Dataset items
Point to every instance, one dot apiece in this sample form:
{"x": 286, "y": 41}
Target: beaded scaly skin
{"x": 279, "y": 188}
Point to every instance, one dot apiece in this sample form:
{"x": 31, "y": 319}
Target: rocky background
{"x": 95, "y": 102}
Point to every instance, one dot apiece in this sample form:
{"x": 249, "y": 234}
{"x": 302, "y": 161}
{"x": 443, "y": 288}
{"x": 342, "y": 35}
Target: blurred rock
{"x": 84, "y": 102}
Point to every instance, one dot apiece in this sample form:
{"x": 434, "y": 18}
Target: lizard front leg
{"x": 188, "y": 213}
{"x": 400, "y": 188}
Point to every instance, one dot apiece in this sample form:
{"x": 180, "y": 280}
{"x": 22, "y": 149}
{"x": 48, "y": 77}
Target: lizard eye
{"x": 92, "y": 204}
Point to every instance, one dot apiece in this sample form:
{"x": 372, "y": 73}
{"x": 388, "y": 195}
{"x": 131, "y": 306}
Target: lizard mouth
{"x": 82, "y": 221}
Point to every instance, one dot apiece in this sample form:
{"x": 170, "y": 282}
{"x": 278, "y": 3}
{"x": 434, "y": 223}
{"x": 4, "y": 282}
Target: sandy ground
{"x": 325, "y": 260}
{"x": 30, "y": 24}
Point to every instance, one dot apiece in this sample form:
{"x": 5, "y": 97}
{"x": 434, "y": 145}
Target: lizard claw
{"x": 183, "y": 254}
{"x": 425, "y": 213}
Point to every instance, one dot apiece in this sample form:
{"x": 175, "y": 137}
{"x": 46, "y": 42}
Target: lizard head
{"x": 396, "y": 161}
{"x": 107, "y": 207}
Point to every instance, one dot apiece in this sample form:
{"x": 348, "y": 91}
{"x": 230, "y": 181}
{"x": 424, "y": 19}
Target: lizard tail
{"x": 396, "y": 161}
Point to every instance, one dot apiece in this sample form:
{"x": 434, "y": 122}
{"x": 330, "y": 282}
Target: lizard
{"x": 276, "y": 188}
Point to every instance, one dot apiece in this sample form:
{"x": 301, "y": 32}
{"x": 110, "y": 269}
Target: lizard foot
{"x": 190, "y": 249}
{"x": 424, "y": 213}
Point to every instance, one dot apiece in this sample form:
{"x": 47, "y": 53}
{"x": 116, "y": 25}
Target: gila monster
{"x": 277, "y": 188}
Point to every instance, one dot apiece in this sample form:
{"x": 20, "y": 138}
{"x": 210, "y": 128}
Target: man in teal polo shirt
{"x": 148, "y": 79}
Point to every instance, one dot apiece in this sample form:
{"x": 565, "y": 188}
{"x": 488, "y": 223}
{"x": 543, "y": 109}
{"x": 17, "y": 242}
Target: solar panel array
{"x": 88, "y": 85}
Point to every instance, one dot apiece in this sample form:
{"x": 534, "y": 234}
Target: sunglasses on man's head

**Work required:** Please pull out each line of the records above that contains the string "lizard", where case counts.

**Exercise output:**
Target: lizard front leg
Target: lizard eye
Target: lizard mouth
Target: lizard claw
Target: lizard head
Target: lizard tail
Target: lizard
Target: lizard foot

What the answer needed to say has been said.